» Excerpted text:
▬▬▬▬▬▬

The Birmingham Institute of Forest Research (BIFoR)

The Birmingham Institute of Forest Research (BIFoR) is a world-leading centre in the understanding of how forests react to the combined threats of climate change and invasive pests or diseases. 

University of Birmingham's Institute of Forest Research

World-leading ‘big science’ has come to the Birmingham Institute of Forest Research (BIFoR) in the form of a Free-Air Carbon Enrichment (FACE) Facility, built into established English woodland. BIFoR FACE will study how forests will respond to future increases in atmospheric carbon dioxide (CO2). Extra CO2, equivalent to concentrations expected around 2050, will be delivered to undisturbed patches of woodland. Many aspects of their growth and the interactions with surrounding ecosystems will then be measured until at least 2026. 

One of only two forest-FACE facilities operating across the world, a major challenge has been to build the facility without damaging the delicate natural ecosystem. For that reason, no concrete foundations have been used and major elements of the infrastructure were put in place by helicopter. Six completely open cylindrical rings, 30m wide and as high as the tree canopy, are served by gas-handling facilities, which store 100 tonnes of liquid CO2 and vaporise and deliver up to 15 tonnes per day to 3 of the 6 rings. The construction of the BIFoR FACE Facility is now complete. We are spending this year taking vital baseline measurements and will start to elevate the level of Carbon Dioxide (CO2) in three of the experimental plots during budburst 2017.

▬▬▬▬▬▬

» What to do:
Continue the forest research institute text from its final sentence.

(Annotated photo localization data)
▬▬▬▬▬▬

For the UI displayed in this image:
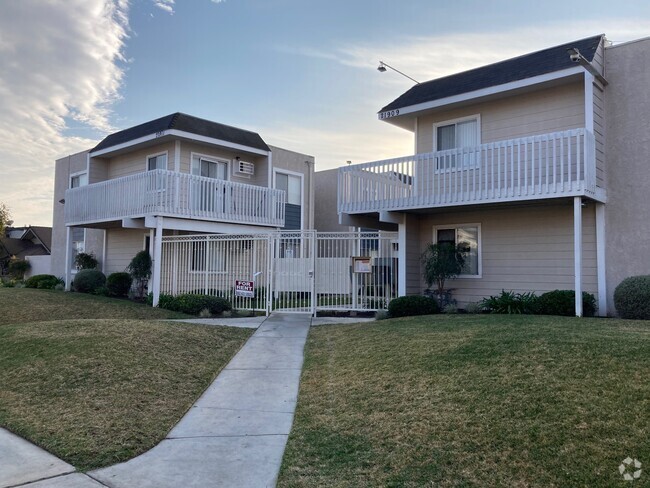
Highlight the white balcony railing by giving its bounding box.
[338,129,596,213]
[65,169,285,227]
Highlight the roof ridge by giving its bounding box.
[420,34,605,89]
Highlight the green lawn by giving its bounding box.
[0,288,194,325]
[278,315,650,487]
[0,288,251,470]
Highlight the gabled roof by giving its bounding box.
[380,34,604,112]
[90,112,269,153]
[21,225,52,253]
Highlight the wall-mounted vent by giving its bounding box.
[235,160,255,178]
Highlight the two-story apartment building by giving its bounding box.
[338,35,650,315]
[52,113,314,304]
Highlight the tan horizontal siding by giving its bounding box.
[417,82,584,153]
[108,142,174,179]
[407,202,597,306]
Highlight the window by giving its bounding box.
[192,156,228,180]
[147,153,167,171]
[70,173,88,188]
[70,227,86,273]
[191,242,226,273]
[433,116,481,169]
[275,173,302,205]
[275,171,302,230]
[433,224,481,278]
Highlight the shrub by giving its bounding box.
[158,293,232,315]
[25,274,63,290]
[465,302,483,314]
[73,269,106,293]
[106,272,133,297]
[7,257,32,280]
[93,286,111,297]
[388,295,440,317]
[127,251,151,298]
[614,275,650,320]
[74,252,99,270]
[537,290,596,317]
[480,290,538,314]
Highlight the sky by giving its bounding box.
[0,0,650,225]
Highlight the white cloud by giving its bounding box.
[0,0,128,225]
[153,0,174,14]
[270,19,650,170]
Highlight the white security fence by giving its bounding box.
[161,231,397,313]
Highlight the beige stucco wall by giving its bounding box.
[417,82,585,153]
[51,151,104,277]
[605,39,650,316]
[314,168,351,232]
[270,146,314,229]
[406,199,598,305]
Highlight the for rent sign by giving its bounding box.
[235,280,255,298]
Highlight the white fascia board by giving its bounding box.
[89,129,269,157]
[165,129,269,156]
[377,66,586,122]
[90,134,162,158]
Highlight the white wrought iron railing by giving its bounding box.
[65,169,285,227]
[338,129,596,213]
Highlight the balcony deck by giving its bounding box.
[65,170,285,227]
[338,129,599,214]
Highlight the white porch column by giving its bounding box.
[573,197,582,317]
[152,217,163,307]
[397,219,406,297]
[65,226,72,291]
[596,203,607,317]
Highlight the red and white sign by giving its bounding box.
[235,280,255,298]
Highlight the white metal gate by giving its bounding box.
[161,231,398,314]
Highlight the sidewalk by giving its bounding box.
[88,314,311,488]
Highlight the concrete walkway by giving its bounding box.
[87,314,311,488]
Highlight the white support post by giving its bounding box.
[397,219,406,297]
[65,227,72,291]
[596,203,607,317]
[153,217,163,307]
[573,197,582,317]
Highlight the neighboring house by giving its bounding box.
[52,113,314,304]
[0,225,52,278]
[338,35,650,315]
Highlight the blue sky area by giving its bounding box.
[0,0,650,224]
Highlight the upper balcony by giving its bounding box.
[65,169,285,227]
[338,129,601,214]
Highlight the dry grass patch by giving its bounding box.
[0,288,187,325]
[0,318,251,470]
[278,315,650,487]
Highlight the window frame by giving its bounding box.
[433,222,483,279]
[273,168,305,230]
[432,114,482,173]
[190,152,232,181]
[144,151,169,171]
[68,170,88,188]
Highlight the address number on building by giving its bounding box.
[379,109,399,119]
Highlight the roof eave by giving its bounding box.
[377,66,586,126]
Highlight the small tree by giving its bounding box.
[420,242,469,307]
[74,252,99,270]
[126,251,151,299]
[0,203,12,237]
[7,256,32,280]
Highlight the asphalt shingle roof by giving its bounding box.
[90,112,270,153]
[380,35,603,112]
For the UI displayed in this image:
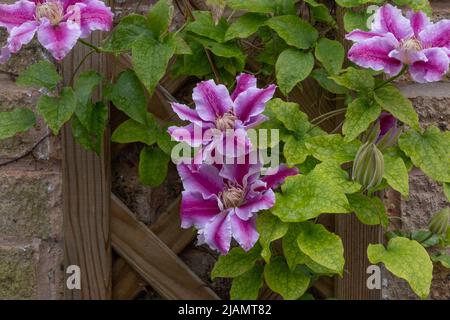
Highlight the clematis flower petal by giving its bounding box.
[80,0,113,38]
[234,189,275,221]
[180,191,220,229]
[231,214,259,251]
[198,211,231,254]
[372,4,414,41]
[348,34,402,76]
[7,21,39,53]
[261,164,299,189]
[419,19,450,53]
[177,163,224,199]
[408,11,431,38]
[0,0,36,32]
[345,29,385,42]
[231,73,256,101]
[192,80,233,121]
[171,102,203,124]
[234,85,276,124]
[409,48,450,83]
[38,19,81,60]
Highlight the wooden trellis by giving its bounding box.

▬▬▬▬▬▬

» Output for this task:
Forests are critical components of global carbon, nutrient and water cycles, influencing the thermal balance of the planet directly and indirectly, and are home to more than half of all known species.  Forests deliver direct economic, environmental and social benefits, ranging from fuel and building materials, to the sense of well-being associated with a walk in the woods.  

FACE experiments study to what extent these environmental benefits will persist into the future. The BIFoR programme is akin to space programmes, large physics experiments, or advanced manufacturing centres in its requirement for sustained and stringent quality assurance and quality control. The University of Birmingham has stepped up to the challenge of mounting ‘big science’ forest research to answer crucial questions about the future world we are creating.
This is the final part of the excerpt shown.